● **Selected passage**
Over the decades of computer technology development, the problem of data compression with various degrees of success was solved by various archivers. Different degrees of success are due to the fact that archivers, although developed to solve one common problem (data compression), have obviously different approaches to its solution and accept different types of data as source data. Thus, archivers are both general-purpose (they work with different types of data) and those intended for specific types of data.

General-purpose archivers compress text data, but cope with this task less efficiently than specialized text compressors. However, many text archivers are mainly research, rather than practical, such solutions may require a significant amount of time for compression and decompression of data, which makes their everyday use difficult. In turn, among practical text-based archivers, there are no solutions that use remotely located dictionaries. Therefore, the task of compressing test data and finding new ways to solve it are important and relevant.

2. Goal and tasks of the research

The goal of the work is to develop a proprietary method and algorithms for compressing Russian text using remotely located dictionaries.

To achieve this goal it is planned to solve the following tasks:

  1. To analyze the existing methods for compressing text data.
  2. To create frequency dictionaries for the most commonly used words of the Russian language.
  3. To develop own algorithms for Russian text compression.
  4. To assess the feasibility of using the developed software for compressing Russian text.

The result of the work is software for compressing Russian text, developed in accordance with the proposed algorithms.

Scientific novelty of the work: for the first time a method of compressing Russian-language text was proposed, featuring the use of remotely located dictionaries, which reduced the volume of the archive containing text data in Russian.

3. Overview of researches and developments

Information compression is a problem that has a rather long history, much longer than the history of the development of computing technology, which usually went along with the history of the development of the problem of encoding and encrypting information [2]. The development of computing technology requires revising the old compression algorithms, developing new ones and adapting them to various technical devices with various computational capabilities and various communication channels. Therefore, the task of research and development of new data compression methods interests specialists all over the world, and they are actively engaged in its solution.

3.1 Overview of international sources

Foreign experts are actively involved in research on the compression of text data. It is worth noting an interesting fact, many of these works relate to the compression of the Arabic text.

In the article [3] Singh M. and Singh N. compare text compression algorithms: Huffman, Shannon-Fano, Arithmetic, LZ, LZW algorithm techniques. There are three types of text that are processed by a multimedia computer and these are: Unformatted text, formatted text and hypertext. Texts are captured from the keyboard and hypertext can be followed by a keyboard, mouse and some other devices when it being run on a computer. The original words in a text file are transformed into codewords having length 2 and 3. The most frequently used words use 2 length codewords and the rest use 3 length codewords for better compression. The codewords are chosen in such way that the spaces between words in the original text file can be removed altogether recovering a substantial amount of space.

● **Available data**

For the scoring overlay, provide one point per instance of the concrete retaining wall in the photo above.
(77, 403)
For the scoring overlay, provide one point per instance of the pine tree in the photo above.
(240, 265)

● **Things to do**
**a.** Reproduce the stretch of the passage on text compression from "Information compression is" through "the Arabic text.".
**b.** Answer these questions from the passage on text compression:
(i) What is the goal of the work?
(ii) Which algorithm techniques do Singh M. and Singh N. compare in their article?
(iii) What codeword length do the most frequently used words receive?

● **Answers to each task**
**a.**
Information compression is a problem that has a rather long history, much longer than the history of the development of computing technology, which usually went along with the history of the development of the problem of encoding and encrypting information [2]. The development of computing technology requires revising the old compression algorithms, developing new ones and adapting them to various technical devices with various computational capabilities and various communication channels. Therefore, the task of research and development of new data compression methods interests specialists all over the world, and they are actively engaged in its solution.

3.1 Overview of international sources

Foreign experts are actively involved in research on the compression of text data. It is worth noting an interesting fact, many of these works relate to the compression of the Arabic text.

**b.**
(i) To develop a proprietary method and algorithms for compressing Russian text using remotely located dictionaries.
(ii) Huffman, Shannon-Fano, Arithmetic, LZ, and LZW.
(iii) Length 2.